Page text:

BEGIN

This week’s Sunday matchup takes place at the brand new US Bank Stadium in Minneapolis at 830pm. It’s going to be exciting to see the Vikings finally back in a stadium that they can permanently call home after having played at the University of Minnesota stadium for the past two seasons while their home was being built. This is surely going to be a loud one to renew another season of this always exciting rivalry between two NFC North competitors, with both the Green Bay Packers and Vikings coming off week one wins. For this week’s game in Minnesota we’ve recreated one of the most popular dishes enjoyed by residents of Minnesota for the past 80+ years, the Hotdish…
This ubiquitous ultimate comfort food is one that you can easily find throughout the state of Minnesota, both at home kitchens and at community gatherings. It’s now so woven into the fabric of Minnesota’s social identity that yearly Hotdish competitions can be found throughout the year, and every family has a personal recipe passed down through several generations. The original versions of this dish were conceived by housewives in the 1930s who found the economics of combining canned vegetables with a protein and starch to be a more convenient way to serve their large families on a budget. Here is a classic recipe for Hotdish, although almost any vegetable, protein or starch can be substituted to make an enormous range of delicious Hotdishes.
- 2 T Olive Oil or Butter
- 1 Medium Yellow Onion, chopped
- 8oz Sliced Mushrooms
- 1 T Minced Garlic
- Salt and Pepper
- 1 Lb Ground Beef (80/20 blend)
- 1 Can Sweet Corn, drained
- 1 Can Cut Green Beans, drained
- 2 10oz Cans Cream of Mushroom Soup
- 16oz Frozen Tater Tots (or more if needed to cover surface)
- 1 C Shredded Cheddar Cheese
Preheat oven to 350 degrees. Bring olive oil or butter to medium heat in a large skillet. Add onion and cook for 5-6 minutes, stirring occasionally. Add mushrooms and cook until tender. Add minced garlic and toss for 2 minutes before removing skillet from heat. Season with salt and pepper to taste and transfer to a medium bowl. Add uncooked beef to the skillet and bring to medium heat. Using a spoon or spatula break apart the clumps of meat and stir frequently just until the meat is browned but not overcooked. Drain the meat and spread evenly over the bottom of a 9X13 casserole dish. Distribute the onion/mushroom mixture evenly over top. Combine the corn and beans into your medium bowl, adding about 1 tsp Salt and ¼ tsp black pepper to taste (it’s always important to season all of your cooking components separately for even distribution of flavors). Transfer the corn/bean mixture into the dish and spread evenly to cover. Spoon the cream of mushroom over the vegetables and cover evenly. Top with one layer of tater tots to finish the build. Place (uncovered) into the oven and cook for 45 minutes. Remove Hotdish from oven, sprinkle cheddar cheese on top and cook for an additional 15-20 minutes.

END

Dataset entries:
BEGIN

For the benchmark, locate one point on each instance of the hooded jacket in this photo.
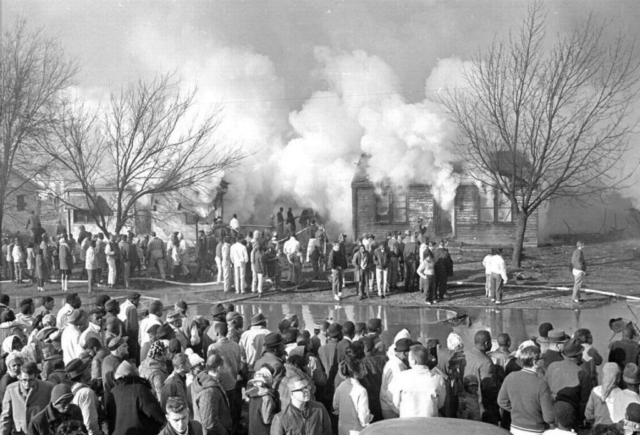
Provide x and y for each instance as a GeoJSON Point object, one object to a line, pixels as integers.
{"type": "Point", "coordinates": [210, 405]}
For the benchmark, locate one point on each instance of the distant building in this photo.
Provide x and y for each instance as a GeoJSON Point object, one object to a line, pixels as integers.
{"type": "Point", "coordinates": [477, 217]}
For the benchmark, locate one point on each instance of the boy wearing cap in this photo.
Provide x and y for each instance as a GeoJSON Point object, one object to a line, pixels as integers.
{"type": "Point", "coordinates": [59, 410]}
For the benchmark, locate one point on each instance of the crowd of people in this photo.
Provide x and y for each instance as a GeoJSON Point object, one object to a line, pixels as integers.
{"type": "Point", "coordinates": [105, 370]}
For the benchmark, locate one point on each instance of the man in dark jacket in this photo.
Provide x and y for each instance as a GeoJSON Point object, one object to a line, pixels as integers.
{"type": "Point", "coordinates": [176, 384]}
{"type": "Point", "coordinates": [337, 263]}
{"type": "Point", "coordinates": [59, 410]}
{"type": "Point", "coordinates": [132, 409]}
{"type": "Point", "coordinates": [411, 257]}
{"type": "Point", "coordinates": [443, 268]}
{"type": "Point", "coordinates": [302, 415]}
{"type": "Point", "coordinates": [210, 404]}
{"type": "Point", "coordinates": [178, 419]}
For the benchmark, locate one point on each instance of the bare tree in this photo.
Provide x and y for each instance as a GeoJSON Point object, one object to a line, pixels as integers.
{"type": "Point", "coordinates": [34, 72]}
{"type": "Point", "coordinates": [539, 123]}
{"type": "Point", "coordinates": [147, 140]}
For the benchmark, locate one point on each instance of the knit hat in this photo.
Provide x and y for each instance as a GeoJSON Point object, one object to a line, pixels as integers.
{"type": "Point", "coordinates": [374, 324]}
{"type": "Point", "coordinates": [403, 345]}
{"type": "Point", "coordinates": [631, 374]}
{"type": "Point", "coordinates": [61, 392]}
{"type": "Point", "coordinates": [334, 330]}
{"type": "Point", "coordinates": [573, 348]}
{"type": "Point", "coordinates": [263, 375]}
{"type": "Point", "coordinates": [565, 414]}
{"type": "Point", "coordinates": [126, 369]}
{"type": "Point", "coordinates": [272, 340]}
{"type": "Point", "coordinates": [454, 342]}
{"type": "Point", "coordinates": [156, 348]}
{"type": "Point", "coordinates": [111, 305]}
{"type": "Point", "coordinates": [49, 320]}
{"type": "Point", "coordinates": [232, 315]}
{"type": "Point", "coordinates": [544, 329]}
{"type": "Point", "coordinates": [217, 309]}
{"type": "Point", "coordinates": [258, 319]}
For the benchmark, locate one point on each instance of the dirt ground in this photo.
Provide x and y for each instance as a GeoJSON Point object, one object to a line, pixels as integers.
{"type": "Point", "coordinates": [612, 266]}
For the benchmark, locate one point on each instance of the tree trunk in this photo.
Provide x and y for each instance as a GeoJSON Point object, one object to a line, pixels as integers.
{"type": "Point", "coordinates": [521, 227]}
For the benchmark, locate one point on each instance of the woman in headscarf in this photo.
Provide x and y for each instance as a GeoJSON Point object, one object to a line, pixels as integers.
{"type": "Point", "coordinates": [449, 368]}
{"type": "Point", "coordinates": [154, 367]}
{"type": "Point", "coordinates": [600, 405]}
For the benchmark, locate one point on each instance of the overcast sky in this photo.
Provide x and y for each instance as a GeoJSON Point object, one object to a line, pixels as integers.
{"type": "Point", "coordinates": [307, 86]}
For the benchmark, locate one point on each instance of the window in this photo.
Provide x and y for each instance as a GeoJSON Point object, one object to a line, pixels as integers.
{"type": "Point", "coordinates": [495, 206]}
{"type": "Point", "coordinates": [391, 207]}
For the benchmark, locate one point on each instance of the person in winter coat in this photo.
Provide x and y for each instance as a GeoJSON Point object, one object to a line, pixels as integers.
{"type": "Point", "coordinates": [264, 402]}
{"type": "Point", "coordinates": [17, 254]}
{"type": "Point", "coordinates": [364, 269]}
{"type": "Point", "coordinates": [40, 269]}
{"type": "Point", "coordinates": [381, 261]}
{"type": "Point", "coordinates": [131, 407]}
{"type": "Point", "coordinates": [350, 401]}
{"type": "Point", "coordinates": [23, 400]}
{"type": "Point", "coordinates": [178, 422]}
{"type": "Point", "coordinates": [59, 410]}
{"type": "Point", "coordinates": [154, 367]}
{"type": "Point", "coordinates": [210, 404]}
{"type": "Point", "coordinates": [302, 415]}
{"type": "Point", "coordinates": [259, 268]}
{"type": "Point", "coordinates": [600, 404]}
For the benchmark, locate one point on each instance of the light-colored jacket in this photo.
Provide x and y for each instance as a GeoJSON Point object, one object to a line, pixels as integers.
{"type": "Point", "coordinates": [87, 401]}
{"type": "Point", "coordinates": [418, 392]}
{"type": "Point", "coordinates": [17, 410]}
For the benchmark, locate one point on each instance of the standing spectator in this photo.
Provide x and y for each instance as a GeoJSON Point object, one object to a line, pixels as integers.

END

Try it:
Answer these questions from the Hotdish page above:
1. Where had the Vikings played for the past two seasons?
2. Who conceived the original versions of Hotdish, and in what decade?
3. How long does the Hotdish cook uncovered before the cheddar is added?

Solution for this problem:
1. At the University of Minnesota stadium.
2. Housewives, in the 1930s.
3. 45 minutes.